| Assigned task |
Copy the listing in full and exactly, omitting its images.

————

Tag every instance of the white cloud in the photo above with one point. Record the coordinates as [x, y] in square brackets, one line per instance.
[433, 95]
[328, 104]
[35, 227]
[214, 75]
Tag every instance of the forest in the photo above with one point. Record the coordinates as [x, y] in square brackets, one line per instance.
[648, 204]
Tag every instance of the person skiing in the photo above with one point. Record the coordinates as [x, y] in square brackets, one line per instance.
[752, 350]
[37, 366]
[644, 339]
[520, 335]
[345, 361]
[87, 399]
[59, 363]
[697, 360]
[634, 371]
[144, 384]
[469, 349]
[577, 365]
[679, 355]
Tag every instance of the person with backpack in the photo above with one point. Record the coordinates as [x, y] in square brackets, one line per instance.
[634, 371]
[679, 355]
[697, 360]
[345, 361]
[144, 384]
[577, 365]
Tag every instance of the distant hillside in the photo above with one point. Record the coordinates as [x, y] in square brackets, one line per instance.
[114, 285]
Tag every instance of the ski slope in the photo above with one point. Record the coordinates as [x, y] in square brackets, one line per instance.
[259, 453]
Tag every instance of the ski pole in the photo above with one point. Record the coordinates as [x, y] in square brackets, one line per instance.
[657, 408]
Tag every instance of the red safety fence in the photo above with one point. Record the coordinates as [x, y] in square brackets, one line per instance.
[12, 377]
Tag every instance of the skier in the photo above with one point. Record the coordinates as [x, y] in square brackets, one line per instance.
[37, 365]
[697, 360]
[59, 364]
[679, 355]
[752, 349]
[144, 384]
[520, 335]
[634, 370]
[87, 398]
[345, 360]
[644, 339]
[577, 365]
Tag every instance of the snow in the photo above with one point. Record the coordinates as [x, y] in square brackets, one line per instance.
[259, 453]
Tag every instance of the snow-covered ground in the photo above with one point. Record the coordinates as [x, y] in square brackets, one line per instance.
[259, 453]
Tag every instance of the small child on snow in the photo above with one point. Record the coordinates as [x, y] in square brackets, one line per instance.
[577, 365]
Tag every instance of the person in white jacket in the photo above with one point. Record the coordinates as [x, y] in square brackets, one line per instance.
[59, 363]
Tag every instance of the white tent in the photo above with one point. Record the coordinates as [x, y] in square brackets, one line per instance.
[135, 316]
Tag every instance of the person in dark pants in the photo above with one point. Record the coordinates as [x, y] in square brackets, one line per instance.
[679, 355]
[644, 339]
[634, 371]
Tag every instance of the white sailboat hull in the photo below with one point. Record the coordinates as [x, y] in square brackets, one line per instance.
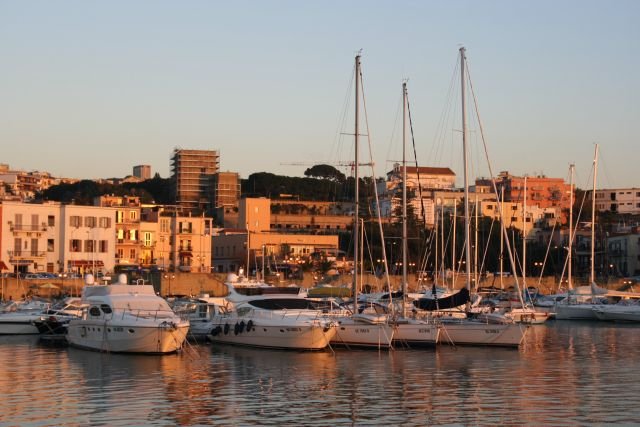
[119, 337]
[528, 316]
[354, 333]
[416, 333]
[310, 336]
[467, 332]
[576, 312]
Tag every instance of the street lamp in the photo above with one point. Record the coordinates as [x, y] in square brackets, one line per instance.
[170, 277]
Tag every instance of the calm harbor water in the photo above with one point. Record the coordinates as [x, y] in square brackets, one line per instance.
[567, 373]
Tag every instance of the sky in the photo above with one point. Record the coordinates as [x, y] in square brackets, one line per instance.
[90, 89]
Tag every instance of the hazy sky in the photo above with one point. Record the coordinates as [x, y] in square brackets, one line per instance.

————

| Answer section |
Tag every instance of the white cloud in the photo above with one point. Record the coordinates as [x, y] in square brackets, one line per instance.
[433, 95]
[328, 104]
[35, 227]
[214, 75]
Tag every instance of the forest in the photo above with one point. Record the coordinates as [x, y] in square brackets, one line per instance.
[648, 204]
Tag every instance of the person skiing in the photo above with one point. Record the coordinates as [x, y] in square brackets, one line per instance.
[752, 350]
[37, 366]
[644, 339]
[520, 335]
[345, 361]
[87, 399]
[59, 363]
[697, 360]
[634, 371]
[144, 384]
[469, 349]
[577, 365]
[679, 355]
Tag every instance of the person with backpack in the photo above with one point. Record the coordinates as [x, y] in square brackets, one line per instance.
[634, 371]
[679, 355]
[697, 360]
[345, 361]
[144, 384]
[577, 365]
Tag every instance of the distant hillside in the photo above with one point. Record the coordinates as [x, y] in square brackets, one line per instance.
[114, 285]
Tag every instance of the ski slope in the photo above with one point. Record the coordinates as [x, y] in square brackets, one line per instance.
[259, 453]
Tag every instance of the ski pole in the photo above with one point. Record the coordinates as [x, y] in square brackets, one line per instance.
[657, 408]
Tag every instance of the red safety fence in the photo above with one point. Record the coordinates as [x, y] in square brackets, one line per instance.
[12, 377]
Tag every instance of the skier in the photo above with one point. Record the coordinates as [x, y] in square brackets, one line per instance.
[37, 365]
[697, 360]
[59, 364]
[679, 355]
[752, 349]
[144, 384]
[520, 335]
[634, 370]
[87, 398]
[345, 360]
[644, 339]
[577, 365]
Tag every instance of the snow in the photo above with one point. Record the coordinates as [x, y] in square brackets, one line per instance.
[259, 453]
Tag every instance of the snow-covered ground in the photo above with one point. Record the coordinates as [x, y] in square brackets, one line per instance.
[259, 453]
Tag every instance of the small child on snow in the photo above with one point. Record the coordinates as [x, y] in square brackets, one line per instance.
[577, 365]
Tag every instance of the person in white jacket in the photo above with one point. Record the coordinates as [x, y] in square brackets, one line per instance.
[59, 363]
Tag every instance of the white tent in the photo above with one point. Record the coordinates as [x, y] in square brackets, one line per instance.
[135, 316]
Tag every instance of the person in dark pants in the photo above with one point. Record the coordinates as [x, y] in square brackets, one line per instance.
[679, 355]
[644, 339]
[634, 371]
Tag every instance of the white sailboat hull in the photo below with one point. Record the coordinates as [x, y] in square brackets, one line per instance.
[119, 337]
[528, 316]
[354, 333]
[416, 333]
[310, 336]
[467, 332]
[576, 312]
Tag every instance of the street lamp in the photo above with one point. Record the coordinates as [x, y] in square brackets, one line per instance.
[170, 277]
Tag every instance of the calm harbor water in the photo above with one point. Record the coordinates as [x, y] in square brackets, one line per instance.
[567, 373]
Tag every instance of the sky in the photo above with one point. Record the coordinates as [x, y] in square brackets, one line per instance.
[90, 89]
Tag every instance of the hazy sky in the photo above with one point. Record the coordinates as [x, y] in square brackets, one line per instance.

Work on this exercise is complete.